__EXERCISE DETAILS__: Copy out every line of the records that contains the word "garnish".

Object point labels
--- Begin ---
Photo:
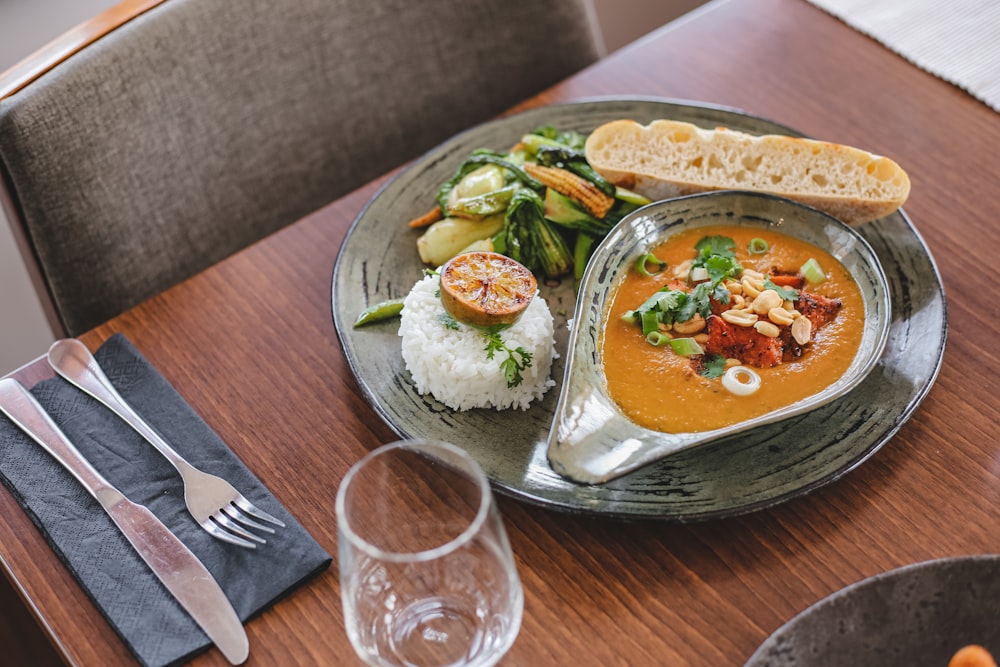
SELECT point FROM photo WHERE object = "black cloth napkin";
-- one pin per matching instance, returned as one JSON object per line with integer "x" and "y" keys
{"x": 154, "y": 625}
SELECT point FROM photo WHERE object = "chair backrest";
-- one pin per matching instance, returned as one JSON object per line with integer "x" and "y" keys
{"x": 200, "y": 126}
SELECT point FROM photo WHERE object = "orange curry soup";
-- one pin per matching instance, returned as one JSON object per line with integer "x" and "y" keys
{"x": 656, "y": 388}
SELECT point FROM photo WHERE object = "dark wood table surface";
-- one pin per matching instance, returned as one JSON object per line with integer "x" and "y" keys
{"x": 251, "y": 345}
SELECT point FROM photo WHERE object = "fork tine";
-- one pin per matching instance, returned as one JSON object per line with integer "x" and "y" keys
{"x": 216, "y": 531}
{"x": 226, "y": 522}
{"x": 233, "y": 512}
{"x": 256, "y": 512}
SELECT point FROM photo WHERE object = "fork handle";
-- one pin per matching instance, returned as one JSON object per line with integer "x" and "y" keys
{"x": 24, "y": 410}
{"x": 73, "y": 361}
--- End ---
--- Begin ---
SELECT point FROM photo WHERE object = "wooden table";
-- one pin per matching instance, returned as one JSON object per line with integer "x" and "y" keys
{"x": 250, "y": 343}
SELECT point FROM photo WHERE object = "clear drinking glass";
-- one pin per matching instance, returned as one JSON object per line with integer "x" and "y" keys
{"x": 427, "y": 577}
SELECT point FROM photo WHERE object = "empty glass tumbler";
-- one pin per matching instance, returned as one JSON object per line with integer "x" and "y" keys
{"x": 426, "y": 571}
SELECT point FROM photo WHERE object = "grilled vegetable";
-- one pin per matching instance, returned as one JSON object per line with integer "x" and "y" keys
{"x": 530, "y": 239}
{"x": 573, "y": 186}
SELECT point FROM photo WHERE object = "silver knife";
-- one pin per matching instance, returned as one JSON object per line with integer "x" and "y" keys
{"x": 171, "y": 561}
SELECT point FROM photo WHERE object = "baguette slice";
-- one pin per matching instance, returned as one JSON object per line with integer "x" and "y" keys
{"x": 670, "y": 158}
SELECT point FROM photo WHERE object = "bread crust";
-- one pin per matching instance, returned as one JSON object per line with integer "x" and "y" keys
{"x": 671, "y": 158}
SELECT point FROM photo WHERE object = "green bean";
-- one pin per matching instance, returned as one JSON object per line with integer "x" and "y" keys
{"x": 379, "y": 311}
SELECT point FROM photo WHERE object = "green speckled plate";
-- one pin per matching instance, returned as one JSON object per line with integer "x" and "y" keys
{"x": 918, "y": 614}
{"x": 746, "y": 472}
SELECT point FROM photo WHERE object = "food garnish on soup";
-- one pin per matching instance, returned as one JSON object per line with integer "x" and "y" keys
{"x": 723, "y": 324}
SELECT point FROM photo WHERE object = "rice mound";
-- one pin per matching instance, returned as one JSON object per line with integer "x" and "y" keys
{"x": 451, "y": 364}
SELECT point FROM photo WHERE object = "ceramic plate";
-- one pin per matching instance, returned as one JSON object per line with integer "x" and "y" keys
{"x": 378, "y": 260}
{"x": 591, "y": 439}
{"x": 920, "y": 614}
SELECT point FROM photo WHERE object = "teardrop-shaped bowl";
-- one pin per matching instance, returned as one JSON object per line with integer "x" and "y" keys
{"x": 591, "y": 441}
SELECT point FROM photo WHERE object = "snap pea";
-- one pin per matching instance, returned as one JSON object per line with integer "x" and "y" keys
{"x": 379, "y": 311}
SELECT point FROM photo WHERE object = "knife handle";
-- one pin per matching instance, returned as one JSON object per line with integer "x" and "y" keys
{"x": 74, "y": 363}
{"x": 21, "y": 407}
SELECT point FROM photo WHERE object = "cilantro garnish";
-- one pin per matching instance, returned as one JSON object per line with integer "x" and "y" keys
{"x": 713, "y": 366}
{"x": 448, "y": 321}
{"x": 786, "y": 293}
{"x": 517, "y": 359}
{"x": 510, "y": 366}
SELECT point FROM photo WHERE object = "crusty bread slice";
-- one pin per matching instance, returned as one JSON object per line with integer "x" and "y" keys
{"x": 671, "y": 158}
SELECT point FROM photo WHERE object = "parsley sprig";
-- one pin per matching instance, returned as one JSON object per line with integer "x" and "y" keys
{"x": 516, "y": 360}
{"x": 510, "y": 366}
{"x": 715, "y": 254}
--- End ---
__RESULT__:
SELECT point FROM photo WHERE object = "food garnish on soup";
SELECT point FROM photo WHERE object = "cilantro garnish";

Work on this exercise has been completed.